## SELECTED PASSAGE
______________________________
PART 2: CERTAIN FURTHER TERMS OF THE OFFER
1. The Offer will lapse, and will not proceed, if there is a
Phase II CMA Reference or if Phase 2 European Commission
proceedings are initiated or if, following a referral of the Offer
by the European Commission under Article 9(1) of the European
Council Merger Regulation to a competent authority in the United
Kingdom, there is a Phase II CMA Reference, in any such case before
1.00 p.m. on the First Closing Date or the time and date at which
the Offer becomes, or is declared, unconditional (whichever is the
later).
In such circumstances, the Offer will cease to become capable of
further acceptance and accepting Shareholders and TRGI shall cease
to be bound by acceptances delivered on or before the date on which
the Offer so lapses.
2. TRGI reserves the right to waive all or any of the Conditions
in paragraphs (a) to (i) (inclusive) of Part 1, in whole or in
part, at its absolute discretion.
3. TRGI shall be under no obligation to waive or treat as
fulfilled any of the Conditions in Part 1 by a date earlier than
the latest date specified below for the fulfilment of them
notwithstanding that the other Conditions may at such earlier date
have been waived or fulfilled and that there are at such earlier
date no circumstances indicating that any of such Conditions may
not be capable of fulfilment.
4. The Offer will lapse unless all Conditions to the Offer are
fulfilled or (if capable of waiver) waived or, where appropriate,
have been determined by TRGI to have been or remain satisfied by
midnight (London time) on the date which is 21 days after the later
of the First Closing Date and the date on which the Offer becomes
or is declared unconditional (or such later date (if any) as TRGI
may decide).
5. The DGS Shares will be acquired by TRGI fully paid and free
from all liens, charges, encumbrances, rights of pre-emption and
any other third party rights of any nature whatsoever and together
with all rights attaching to them as at the date of this
announcement or subsequently attaching or accruing to them,
including, without limitation, voting rights and the right to
receive and retain, in full, all dividends and other distributions
(if any) declared, made or paid, or any other return of capital
(whether by way of reduction of share capital or share premium
account or otherwise) made on or after the date of this
announcement. Accordingly, insofar as a dividend and/or
distribution and/or a return of capital is proposed, declared,
made, paid or payable by DGS in respect of a DGS Share on or after
the date of this Announcement, TRGI reserves the right to reduce by
the amount of the dividend and/or distribution and/or return of
capital, the price payable under the Offer in respect of a DGS
Share, except insofar as the DGS Share is or will be transferred
pursuant to the Offer on a basis which entitles TRGI alone to
receive the dividend and/or distribution and/or return of capital
but if that reduction in price has not been effected, the person to
whom the Offer Price is paid in respect of that DGS Share, will be
obliged to account to TRGI for the amount of such dividend and/or
distribution and/or return of capital.
______________________________
Segmentation data:
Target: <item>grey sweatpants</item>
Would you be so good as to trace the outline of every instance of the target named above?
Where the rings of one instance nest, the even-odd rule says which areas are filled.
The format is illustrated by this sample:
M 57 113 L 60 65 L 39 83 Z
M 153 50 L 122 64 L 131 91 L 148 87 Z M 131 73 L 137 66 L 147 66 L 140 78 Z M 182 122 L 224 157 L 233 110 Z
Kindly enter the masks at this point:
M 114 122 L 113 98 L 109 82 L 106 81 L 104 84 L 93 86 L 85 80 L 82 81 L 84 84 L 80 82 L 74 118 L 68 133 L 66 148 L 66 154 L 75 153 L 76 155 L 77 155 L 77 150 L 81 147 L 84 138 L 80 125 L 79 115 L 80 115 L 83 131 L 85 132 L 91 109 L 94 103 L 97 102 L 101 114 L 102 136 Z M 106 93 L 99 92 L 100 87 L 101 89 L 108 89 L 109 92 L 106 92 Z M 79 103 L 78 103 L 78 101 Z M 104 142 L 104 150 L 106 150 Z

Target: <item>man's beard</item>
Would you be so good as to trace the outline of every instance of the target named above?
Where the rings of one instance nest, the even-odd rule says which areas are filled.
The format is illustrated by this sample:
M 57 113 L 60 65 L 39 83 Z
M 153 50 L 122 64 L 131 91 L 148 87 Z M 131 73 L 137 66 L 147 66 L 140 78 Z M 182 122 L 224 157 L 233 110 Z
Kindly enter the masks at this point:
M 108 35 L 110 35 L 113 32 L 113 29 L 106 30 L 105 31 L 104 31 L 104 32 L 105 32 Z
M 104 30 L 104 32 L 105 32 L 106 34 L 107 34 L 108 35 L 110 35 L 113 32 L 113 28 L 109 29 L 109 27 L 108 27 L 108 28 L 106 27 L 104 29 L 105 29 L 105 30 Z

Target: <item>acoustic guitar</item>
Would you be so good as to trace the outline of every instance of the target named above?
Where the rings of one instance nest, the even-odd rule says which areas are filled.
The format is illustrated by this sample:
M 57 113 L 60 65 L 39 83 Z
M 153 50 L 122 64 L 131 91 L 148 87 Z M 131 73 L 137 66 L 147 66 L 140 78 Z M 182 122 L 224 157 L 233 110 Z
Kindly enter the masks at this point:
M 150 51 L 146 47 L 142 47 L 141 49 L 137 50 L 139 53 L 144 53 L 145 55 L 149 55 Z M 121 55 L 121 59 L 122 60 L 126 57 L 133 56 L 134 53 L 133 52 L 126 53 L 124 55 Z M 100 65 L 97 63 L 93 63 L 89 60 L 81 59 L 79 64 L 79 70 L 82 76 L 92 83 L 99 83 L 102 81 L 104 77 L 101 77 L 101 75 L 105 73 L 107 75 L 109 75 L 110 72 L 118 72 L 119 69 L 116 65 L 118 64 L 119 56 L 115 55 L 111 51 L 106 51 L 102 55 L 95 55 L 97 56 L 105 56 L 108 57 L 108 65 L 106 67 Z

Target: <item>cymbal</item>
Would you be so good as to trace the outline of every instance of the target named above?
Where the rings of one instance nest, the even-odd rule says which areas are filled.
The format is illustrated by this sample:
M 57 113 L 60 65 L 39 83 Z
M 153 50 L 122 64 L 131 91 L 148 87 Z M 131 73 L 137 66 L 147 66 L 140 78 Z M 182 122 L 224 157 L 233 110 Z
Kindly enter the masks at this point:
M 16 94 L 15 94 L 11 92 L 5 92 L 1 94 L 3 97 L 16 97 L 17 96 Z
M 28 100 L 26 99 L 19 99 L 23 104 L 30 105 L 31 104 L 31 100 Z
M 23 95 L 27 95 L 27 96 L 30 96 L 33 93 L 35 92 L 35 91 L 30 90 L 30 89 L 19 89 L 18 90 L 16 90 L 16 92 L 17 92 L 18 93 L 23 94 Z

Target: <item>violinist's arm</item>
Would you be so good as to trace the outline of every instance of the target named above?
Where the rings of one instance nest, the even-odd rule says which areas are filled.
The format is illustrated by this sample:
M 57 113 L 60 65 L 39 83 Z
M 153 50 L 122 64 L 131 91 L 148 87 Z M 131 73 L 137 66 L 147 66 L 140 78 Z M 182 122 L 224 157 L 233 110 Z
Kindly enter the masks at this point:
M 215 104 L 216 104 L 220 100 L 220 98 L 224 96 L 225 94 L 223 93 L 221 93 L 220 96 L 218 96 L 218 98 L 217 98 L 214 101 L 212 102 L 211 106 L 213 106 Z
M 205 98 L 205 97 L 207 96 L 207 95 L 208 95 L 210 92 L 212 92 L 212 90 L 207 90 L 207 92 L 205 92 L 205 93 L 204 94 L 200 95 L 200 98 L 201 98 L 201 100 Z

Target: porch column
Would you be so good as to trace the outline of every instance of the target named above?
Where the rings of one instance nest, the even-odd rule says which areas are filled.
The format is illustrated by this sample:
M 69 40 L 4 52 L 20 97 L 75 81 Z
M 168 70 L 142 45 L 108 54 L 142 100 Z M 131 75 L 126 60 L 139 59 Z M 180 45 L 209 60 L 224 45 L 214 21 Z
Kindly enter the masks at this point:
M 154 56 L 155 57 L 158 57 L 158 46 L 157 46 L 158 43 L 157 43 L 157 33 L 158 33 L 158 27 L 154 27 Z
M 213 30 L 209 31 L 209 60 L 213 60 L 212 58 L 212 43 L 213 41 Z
______________________________
## TASK DETAILS
Please write out everything in the offer terms from "In such circumstances, the" down to "Offer so lapses.", swapping "delivered" for "submitted".

## COMPLETED EXERCISE
In such circumstances, the Offer will cease to become capable of
further acceptance and accepting Shareholders and TRGI shall cease
to be bound by acceptances submitted on or before the date on which
the Offer so lapses.